### TASK GOAL
Count the lines below that contain the word "hoodie" and give only the number.

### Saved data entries
....

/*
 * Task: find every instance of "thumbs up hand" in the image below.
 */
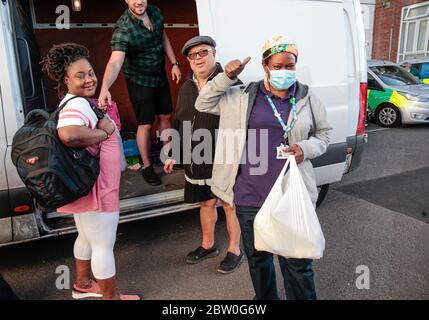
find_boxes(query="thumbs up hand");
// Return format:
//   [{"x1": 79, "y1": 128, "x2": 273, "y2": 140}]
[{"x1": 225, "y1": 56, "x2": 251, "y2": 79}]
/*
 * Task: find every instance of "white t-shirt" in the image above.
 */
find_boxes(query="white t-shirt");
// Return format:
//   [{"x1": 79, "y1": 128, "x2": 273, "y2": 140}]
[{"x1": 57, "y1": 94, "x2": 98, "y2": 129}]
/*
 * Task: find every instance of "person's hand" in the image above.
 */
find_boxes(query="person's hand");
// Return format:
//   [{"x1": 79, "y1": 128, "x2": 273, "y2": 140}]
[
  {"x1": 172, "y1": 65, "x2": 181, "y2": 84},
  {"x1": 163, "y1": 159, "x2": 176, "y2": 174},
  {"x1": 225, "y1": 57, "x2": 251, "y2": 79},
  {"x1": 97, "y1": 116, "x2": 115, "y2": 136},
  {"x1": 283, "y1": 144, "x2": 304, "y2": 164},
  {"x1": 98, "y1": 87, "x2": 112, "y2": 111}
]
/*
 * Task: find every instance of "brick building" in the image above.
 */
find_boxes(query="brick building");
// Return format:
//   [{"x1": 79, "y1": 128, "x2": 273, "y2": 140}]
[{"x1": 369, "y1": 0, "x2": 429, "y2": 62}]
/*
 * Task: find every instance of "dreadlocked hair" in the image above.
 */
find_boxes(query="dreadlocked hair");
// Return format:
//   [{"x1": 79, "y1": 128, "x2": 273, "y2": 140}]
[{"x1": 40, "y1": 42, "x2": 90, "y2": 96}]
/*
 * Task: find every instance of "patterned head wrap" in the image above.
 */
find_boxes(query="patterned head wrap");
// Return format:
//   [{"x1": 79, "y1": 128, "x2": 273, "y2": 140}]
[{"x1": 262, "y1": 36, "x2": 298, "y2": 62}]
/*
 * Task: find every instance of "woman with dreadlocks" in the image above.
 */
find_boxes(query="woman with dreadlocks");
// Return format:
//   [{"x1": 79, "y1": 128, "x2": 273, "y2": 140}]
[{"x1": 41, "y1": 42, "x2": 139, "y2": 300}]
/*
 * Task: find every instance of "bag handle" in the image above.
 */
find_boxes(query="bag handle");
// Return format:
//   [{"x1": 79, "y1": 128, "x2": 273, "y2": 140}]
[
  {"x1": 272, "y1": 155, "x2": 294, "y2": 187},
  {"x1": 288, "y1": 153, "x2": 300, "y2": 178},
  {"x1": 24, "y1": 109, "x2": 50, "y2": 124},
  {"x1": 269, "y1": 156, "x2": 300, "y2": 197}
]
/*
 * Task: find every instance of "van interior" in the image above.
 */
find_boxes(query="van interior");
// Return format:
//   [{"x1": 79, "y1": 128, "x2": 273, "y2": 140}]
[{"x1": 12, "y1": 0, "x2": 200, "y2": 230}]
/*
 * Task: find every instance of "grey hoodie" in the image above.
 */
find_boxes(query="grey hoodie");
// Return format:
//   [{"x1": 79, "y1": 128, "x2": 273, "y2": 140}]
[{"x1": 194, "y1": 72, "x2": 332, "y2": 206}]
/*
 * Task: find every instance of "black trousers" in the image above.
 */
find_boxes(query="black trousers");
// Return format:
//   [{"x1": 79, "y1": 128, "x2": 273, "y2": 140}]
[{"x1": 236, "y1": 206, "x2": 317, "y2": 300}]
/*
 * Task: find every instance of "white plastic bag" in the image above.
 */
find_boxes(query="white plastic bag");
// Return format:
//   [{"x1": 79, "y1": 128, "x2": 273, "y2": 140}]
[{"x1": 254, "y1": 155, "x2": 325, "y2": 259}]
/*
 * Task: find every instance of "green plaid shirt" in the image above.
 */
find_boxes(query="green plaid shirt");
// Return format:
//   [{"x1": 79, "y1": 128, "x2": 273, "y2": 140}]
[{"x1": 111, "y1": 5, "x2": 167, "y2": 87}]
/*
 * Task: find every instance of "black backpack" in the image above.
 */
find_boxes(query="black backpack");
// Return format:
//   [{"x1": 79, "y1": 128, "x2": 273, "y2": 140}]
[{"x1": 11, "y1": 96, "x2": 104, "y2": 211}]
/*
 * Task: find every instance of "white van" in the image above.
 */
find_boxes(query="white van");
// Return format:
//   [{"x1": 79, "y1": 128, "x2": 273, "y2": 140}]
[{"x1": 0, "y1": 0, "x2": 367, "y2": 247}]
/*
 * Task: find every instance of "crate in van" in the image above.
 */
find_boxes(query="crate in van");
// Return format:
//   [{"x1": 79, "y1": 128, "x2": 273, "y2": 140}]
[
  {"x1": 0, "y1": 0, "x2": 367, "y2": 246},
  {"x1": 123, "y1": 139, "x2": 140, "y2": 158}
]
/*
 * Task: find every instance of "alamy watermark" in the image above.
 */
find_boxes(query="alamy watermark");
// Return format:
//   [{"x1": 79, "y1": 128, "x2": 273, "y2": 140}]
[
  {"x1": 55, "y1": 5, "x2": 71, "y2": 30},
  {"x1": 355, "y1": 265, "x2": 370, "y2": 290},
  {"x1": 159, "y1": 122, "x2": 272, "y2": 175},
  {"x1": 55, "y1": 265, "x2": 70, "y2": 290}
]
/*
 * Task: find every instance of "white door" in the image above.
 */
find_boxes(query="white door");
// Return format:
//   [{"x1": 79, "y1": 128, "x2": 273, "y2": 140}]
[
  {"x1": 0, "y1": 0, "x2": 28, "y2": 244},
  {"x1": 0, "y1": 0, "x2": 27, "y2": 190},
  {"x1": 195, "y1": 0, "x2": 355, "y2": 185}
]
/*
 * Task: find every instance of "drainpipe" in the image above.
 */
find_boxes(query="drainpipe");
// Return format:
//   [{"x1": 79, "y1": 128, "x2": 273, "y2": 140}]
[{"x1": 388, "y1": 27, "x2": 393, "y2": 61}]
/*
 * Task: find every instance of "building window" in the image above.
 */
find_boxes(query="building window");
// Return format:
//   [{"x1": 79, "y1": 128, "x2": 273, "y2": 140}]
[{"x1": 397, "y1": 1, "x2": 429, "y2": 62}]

....

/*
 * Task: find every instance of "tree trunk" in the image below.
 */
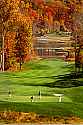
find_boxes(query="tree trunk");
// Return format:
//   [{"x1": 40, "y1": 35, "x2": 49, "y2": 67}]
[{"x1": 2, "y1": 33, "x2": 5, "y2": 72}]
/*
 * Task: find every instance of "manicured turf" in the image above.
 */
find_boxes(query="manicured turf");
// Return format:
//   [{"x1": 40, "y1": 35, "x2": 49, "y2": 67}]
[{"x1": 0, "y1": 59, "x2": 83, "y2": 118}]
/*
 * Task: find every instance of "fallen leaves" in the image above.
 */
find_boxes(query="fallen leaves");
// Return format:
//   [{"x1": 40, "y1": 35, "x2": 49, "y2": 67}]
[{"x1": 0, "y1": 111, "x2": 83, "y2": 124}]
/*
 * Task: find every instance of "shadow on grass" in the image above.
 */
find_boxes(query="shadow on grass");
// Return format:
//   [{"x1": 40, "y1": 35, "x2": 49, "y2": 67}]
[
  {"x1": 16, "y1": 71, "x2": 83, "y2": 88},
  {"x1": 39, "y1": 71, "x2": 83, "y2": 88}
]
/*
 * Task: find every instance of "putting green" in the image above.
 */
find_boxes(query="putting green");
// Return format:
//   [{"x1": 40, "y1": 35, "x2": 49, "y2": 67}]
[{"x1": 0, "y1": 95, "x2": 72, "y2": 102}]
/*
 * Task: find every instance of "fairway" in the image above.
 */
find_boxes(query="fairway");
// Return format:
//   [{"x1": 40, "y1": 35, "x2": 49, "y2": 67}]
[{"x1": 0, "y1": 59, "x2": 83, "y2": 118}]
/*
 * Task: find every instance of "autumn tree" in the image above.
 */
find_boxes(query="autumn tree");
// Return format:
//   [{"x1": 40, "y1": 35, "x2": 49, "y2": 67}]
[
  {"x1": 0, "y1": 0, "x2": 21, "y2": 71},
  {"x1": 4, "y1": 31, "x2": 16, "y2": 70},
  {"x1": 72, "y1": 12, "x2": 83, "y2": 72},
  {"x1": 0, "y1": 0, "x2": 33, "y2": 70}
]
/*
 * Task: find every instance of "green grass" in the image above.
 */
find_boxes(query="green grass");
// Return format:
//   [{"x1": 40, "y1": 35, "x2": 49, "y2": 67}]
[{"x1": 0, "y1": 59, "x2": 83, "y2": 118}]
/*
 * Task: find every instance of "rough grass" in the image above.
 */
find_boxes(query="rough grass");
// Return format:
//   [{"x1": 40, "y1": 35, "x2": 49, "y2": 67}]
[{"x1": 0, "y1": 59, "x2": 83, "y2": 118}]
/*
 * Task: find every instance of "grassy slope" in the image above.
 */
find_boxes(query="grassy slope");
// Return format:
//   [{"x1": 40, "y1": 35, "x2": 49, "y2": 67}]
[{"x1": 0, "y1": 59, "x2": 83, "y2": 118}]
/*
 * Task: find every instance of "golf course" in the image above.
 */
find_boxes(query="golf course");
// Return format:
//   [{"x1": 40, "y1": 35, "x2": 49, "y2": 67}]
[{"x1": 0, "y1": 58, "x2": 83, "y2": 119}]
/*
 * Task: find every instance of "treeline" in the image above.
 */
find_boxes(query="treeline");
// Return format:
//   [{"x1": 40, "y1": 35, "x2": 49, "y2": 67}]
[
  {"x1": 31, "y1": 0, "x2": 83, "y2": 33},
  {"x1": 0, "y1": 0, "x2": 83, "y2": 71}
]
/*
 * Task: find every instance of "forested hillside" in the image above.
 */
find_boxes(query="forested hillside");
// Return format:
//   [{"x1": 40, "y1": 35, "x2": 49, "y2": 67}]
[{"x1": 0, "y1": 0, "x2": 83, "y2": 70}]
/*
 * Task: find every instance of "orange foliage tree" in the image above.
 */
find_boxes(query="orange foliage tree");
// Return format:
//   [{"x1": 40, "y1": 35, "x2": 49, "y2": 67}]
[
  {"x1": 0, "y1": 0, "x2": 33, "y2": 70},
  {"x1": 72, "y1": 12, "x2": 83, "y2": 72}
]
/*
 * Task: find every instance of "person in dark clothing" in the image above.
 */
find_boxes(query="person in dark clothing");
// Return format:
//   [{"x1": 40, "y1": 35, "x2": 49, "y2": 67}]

....

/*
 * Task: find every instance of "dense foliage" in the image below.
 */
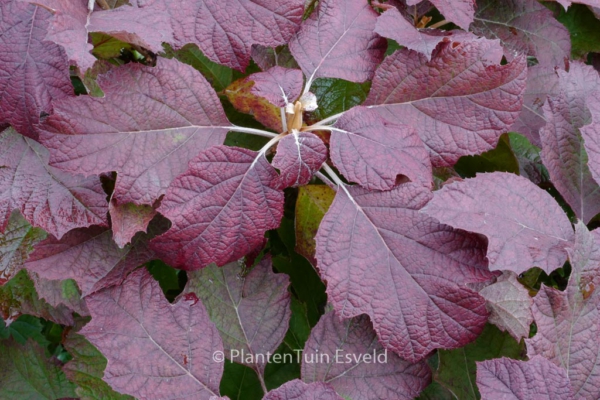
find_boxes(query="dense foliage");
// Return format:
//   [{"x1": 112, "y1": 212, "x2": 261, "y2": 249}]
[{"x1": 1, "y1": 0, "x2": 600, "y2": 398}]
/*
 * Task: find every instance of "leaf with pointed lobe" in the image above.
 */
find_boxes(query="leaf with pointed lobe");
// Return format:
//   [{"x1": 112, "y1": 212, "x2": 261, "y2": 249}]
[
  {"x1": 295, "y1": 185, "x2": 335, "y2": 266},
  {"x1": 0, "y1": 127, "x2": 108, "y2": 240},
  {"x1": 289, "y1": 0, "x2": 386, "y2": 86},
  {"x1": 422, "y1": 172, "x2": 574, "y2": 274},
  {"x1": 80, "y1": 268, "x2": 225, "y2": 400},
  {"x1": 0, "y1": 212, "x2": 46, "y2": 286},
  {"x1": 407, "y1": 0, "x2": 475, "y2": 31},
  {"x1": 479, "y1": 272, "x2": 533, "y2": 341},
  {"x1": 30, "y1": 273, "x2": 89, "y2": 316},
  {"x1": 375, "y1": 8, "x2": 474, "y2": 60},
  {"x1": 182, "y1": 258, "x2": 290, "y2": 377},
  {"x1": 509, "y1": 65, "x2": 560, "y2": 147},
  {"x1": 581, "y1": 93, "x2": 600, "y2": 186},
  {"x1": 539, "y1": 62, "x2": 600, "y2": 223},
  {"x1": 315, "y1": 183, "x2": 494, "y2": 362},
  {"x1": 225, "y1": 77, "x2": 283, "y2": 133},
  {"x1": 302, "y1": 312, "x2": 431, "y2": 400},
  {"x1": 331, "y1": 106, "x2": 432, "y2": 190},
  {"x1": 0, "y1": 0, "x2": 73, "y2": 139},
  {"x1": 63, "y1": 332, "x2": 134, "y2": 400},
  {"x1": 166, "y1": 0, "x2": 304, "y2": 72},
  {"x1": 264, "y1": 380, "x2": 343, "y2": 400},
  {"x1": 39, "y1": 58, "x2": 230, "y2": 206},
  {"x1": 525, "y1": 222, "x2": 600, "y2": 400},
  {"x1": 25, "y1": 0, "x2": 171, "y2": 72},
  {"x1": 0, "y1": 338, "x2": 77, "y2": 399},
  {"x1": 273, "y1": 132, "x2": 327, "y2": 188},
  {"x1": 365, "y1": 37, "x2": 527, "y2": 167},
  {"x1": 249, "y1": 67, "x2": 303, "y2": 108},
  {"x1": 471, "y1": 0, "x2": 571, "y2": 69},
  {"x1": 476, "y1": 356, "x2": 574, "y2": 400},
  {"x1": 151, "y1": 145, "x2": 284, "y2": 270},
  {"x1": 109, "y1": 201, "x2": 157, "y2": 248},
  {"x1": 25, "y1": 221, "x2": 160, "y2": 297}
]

....

### ANSWER AREA
2